• _WHAT IS BEING ASKED_
Copy out each line of the material below that includes the word "glass", in full and in the order the lines appear.

• _SUPPLIED INFORMATION_

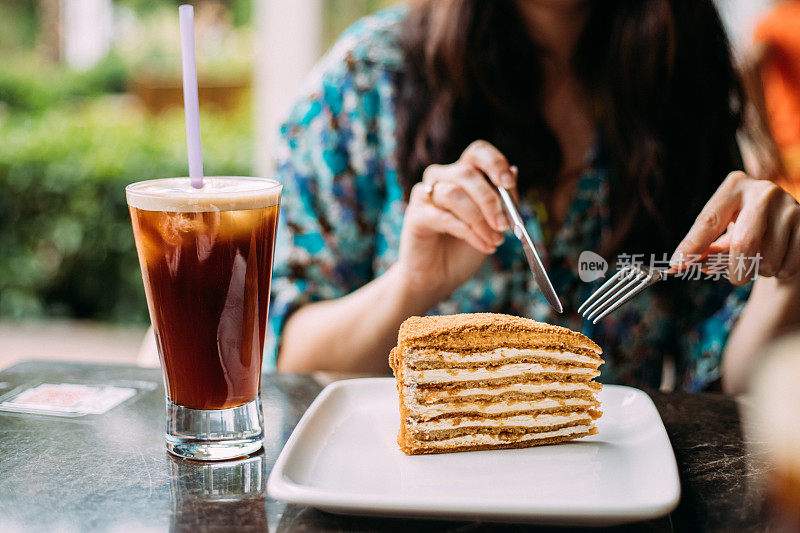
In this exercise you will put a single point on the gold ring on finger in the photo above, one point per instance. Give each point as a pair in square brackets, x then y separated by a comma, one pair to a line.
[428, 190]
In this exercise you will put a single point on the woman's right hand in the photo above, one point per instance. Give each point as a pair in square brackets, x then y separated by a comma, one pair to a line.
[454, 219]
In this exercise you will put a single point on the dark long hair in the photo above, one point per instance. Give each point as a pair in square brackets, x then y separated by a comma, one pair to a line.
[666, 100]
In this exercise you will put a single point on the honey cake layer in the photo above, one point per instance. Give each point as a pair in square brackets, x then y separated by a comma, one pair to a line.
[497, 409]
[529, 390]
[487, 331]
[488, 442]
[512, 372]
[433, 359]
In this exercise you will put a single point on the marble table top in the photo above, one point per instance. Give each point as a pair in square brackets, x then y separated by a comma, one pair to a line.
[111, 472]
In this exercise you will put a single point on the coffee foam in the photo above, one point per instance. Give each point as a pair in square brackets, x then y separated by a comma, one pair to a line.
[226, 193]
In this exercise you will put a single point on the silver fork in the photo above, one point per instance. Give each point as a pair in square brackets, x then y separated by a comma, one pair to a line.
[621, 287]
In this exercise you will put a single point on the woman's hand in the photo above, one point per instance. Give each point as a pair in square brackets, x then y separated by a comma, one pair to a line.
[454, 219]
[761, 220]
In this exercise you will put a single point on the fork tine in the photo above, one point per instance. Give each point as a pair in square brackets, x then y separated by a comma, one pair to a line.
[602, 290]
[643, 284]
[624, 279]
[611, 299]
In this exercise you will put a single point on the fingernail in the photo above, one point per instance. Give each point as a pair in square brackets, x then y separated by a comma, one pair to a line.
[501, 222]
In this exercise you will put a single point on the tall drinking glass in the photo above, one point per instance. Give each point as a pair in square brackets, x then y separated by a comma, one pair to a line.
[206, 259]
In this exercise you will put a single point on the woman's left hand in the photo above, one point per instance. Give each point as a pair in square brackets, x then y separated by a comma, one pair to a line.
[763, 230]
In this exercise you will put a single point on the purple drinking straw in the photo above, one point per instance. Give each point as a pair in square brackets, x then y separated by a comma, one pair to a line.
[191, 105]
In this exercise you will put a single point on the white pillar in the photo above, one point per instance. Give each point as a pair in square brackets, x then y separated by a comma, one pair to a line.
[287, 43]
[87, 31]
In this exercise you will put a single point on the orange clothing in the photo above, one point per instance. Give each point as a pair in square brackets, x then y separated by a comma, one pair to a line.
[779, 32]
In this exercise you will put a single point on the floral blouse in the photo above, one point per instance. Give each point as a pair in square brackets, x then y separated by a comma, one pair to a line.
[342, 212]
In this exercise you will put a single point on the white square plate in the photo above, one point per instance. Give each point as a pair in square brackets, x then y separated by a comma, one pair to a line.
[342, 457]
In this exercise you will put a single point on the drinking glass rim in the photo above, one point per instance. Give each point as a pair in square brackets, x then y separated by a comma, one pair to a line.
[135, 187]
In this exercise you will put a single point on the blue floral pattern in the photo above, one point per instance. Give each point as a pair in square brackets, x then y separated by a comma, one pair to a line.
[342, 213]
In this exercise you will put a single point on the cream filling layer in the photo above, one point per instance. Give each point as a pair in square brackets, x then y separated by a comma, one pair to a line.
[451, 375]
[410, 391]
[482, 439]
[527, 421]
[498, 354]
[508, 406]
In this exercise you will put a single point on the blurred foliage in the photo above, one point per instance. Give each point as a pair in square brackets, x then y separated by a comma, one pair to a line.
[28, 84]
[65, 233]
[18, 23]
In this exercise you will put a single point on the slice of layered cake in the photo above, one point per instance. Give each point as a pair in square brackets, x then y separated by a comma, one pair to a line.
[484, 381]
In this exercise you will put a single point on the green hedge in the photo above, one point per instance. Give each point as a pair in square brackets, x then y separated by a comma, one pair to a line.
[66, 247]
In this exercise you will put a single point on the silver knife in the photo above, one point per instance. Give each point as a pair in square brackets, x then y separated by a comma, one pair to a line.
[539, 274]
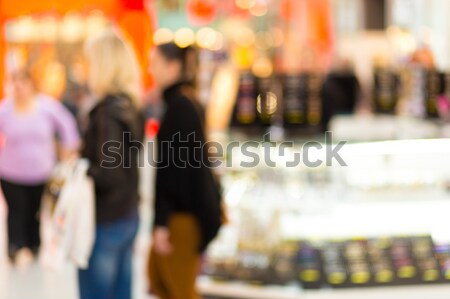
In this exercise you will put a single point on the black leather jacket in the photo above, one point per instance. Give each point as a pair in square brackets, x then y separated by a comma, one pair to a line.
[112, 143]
--
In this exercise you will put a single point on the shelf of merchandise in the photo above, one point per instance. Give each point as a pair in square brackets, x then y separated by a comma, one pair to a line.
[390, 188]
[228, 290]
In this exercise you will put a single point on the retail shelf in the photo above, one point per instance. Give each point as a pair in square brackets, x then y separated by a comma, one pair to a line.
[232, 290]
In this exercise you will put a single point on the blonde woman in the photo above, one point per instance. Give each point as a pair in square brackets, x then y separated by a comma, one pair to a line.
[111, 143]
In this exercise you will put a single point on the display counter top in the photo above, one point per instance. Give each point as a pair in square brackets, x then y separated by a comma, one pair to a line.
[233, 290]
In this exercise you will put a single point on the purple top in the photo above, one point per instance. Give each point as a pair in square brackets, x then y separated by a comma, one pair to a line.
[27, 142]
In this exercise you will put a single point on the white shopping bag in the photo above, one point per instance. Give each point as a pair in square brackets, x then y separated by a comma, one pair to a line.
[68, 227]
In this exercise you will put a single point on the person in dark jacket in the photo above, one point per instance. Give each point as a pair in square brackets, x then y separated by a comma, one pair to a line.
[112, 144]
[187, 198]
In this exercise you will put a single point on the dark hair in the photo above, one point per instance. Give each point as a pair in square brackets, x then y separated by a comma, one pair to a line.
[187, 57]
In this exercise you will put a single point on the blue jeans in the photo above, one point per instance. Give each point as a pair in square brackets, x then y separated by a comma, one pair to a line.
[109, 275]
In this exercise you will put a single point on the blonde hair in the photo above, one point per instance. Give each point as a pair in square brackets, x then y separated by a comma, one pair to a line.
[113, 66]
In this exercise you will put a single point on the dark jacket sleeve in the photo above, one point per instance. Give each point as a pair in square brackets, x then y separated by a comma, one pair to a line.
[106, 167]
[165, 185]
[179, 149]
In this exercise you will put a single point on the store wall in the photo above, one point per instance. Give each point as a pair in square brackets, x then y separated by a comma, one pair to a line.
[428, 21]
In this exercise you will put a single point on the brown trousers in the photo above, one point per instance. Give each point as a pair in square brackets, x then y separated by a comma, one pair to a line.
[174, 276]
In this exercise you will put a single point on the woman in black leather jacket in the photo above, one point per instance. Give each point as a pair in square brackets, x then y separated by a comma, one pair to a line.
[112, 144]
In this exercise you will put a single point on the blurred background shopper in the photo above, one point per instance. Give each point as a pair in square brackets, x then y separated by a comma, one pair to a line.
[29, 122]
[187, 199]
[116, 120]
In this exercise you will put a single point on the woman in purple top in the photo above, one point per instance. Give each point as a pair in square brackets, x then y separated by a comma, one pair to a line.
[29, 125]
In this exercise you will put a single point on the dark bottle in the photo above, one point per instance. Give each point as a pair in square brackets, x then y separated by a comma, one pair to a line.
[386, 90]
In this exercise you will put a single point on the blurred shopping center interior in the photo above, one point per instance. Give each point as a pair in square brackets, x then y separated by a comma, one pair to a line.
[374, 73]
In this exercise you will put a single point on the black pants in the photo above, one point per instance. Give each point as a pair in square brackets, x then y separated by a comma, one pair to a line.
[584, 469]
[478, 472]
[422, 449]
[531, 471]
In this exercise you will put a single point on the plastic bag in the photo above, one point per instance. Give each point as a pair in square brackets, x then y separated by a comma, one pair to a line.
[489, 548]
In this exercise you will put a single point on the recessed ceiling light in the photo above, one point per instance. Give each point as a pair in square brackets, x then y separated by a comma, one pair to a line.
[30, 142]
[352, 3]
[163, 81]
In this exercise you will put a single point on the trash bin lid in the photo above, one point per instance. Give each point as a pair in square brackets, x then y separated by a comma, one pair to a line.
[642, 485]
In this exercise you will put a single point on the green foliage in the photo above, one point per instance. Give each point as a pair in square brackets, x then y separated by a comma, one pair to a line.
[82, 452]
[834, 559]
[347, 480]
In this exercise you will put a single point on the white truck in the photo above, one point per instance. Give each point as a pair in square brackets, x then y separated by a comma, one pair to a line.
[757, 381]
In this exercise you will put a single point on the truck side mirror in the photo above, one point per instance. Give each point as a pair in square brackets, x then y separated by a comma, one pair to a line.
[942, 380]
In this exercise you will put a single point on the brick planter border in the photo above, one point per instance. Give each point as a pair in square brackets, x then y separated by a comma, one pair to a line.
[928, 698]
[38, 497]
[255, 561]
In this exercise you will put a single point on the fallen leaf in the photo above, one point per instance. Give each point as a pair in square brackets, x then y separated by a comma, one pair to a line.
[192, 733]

• _FINISHED ANSWER_
In this exercise you will put a single point on the tall drinking glass in the photo above, one point per instance. Give each point as a pair in square brackets, x then y separated by a comma, one pair to a line.
In this exercise you will put a single point on the drinking glass rim in the photo above, one point per instance. Give each point as a pair in square brackets, x then y separated by a comma, one pair to a line.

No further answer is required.